PROBLEM ->
Copy out every line of the records below word for word, omitting the pictures.

-- GIVEN RECORDS start --

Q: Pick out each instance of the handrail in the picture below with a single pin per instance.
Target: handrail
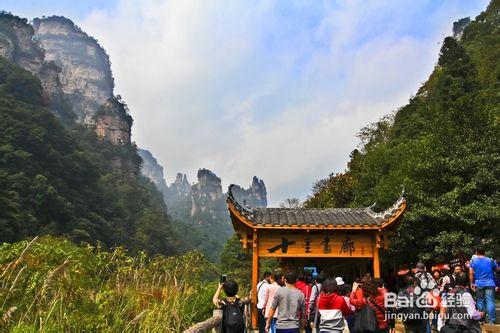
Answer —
(209, 324)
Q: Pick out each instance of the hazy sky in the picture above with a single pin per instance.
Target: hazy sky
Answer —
(276, 89)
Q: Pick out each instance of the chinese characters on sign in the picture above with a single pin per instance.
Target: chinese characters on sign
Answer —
(347, 246)
(319, 245)
(326, 245)
(285, 243)
(307, 245)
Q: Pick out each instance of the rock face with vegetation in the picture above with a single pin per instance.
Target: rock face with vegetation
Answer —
(151, 169)
(17, 45)
(57, 175)
(443, 147)
(85, 75)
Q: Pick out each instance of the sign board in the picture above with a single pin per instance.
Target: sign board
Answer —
(331, 245)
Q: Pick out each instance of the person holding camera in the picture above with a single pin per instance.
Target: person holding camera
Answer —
(233, 320)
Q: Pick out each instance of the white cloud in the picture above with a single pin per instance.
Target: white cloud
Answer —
(276, 90)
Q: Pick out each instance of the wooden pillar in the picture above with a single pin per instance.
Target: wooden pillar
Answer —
(376, 260)
(255, 278)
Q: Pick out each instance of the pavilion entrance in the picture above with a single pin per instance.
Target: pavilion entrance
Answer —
(339, 241)
(347, 268)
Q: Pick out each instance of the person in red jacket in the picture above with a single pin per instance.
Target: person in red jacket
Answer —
(332, 308)
(368, 290)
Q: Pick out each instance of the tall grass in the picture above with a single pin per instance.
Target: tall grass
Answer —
(53, 285)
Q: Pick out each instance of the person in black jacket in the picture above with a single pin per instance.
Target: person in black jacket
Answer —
(233, 320)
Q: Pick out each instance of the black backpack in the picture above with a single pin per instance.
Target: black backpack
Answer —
(413, 310)
(457, 316)
(232, 317)
(365, 319)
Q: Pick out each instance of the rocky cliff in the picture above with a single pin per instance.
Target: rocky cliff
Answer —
(153, 170)
(85, 75)
(86, 79)
(73, 68)
(17, 45)
(201, 209)
(254, 196)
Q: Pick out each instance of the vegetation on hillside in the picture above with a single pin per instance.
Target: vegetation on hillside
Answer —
(53, 285)
(443, 147)
(61, 180)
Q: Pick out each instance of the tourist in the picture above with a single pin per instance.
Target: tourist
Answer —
(436, 274)
(344, 290)
(291, 306)
(425, 279)
(271, 292)
(315, 291)
(262, 300)
(232, 306)
(458, 302)
(412, 314)
(482, 281)
(367, 293)
(457, 269)
(448, 280)
(304, 285)
(332, 308)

-- GIVEN RECORDS end --

EXPECTED ANSWER ->
Q: Pick out each instance of the handrail in the picture below with a single pin per instance.
Target: handrail
Answer —
(209, 324)
Q: Pick out each instance of the hazy sky in the picture above with a single pin per instance.
Target: hazy sky
Answer —
(276, 89)
Q: Pick out each instance of the chinese characters on sign in the picture above with a single pin per instance.
Target: chinese characters on sign
Answer —
(347, 246)
(319, 245)
(326, 245)
(285, 243)
(307, 245)
Q: Pick out each instance of the rock face with vegetation in the picture above with a single pin per instance.
Target: rock face with vegetation
Answer —
(151, 169)
(17, 45)
(57, 175)
(443, 147)
(85, 75)
Q: Pick out each instance of the sign board in the picture above with a single pin per instance.
Target: sign board
Answer —
(331, 245)
Q: Pick out each instance of the person holding camera in the picture above with a single pin per instance.
Target: person holding camera
Answer —
(233, 320)
Q: Pick out each instance of the white cloud in the picture above with a single pin per instance.
Target: white cloud
Answer —
(276, 90)
Q: Pick out each instance of the wooden pillar in the picture above with a single pin per instance.
Target: wooden pillar
Answer —
(376, 260)
(255, 278)
Q: Pick out each instance of the pavilion entrance in the picture above with a single pin per instance.
Target: pavilion entrance
Answer —
(339, 241)
(347, 268)
Q: Pick out each instance of the person in red jacket in the picture above with a single pin per instance.
Target: person in red jacket
Answer —
(332, 308)
(368, 290)
Q: Pick out each instance of the tall grass in the picture above with a single pin per instance.
Target: tall grass
Answer —
(53, 285)
Q: Pick out each instance of the person in black jacket in the picture above with a single pin per instance.
Target: person in black jacket
Answer —
(233, 320)
Q: Pick out each instance of the black backpack in the picture above with a single pin per instance.
Target: black backpack
Answer —
(413, 310)
(457, 316)
(232, 317)
(365, 319)
Q: Pick out each instance of the rocky cliff in the picture above with a single pin per instance.
Target: rocky cliff
Answer —
(153, 170)
(85, 75)
(86, 79)
(73, 68)
(17, 45)
(201, 209)
(254, 196)
Q: Pick out each instance of the vegetation on hillside in the picture above with a single pin per instance.
Target: vegetation on hillside
Answer —
(53, 285)
(443, 147)
(61, 180)
Q: Pick out each instance of the tourist in the picture above with a single pin per instance.
Target: tourist
Answer —
(436, 274)
(344, 290)
(291, 306)
(425, 279)
(271, 292)
(315, 291)
(262, 300)
(232, 306)
(458, 302)
(412, 314)
(482, 281)
(367, 293)
(457, 269)
(448, 280)
(304, 285)
(332, 308)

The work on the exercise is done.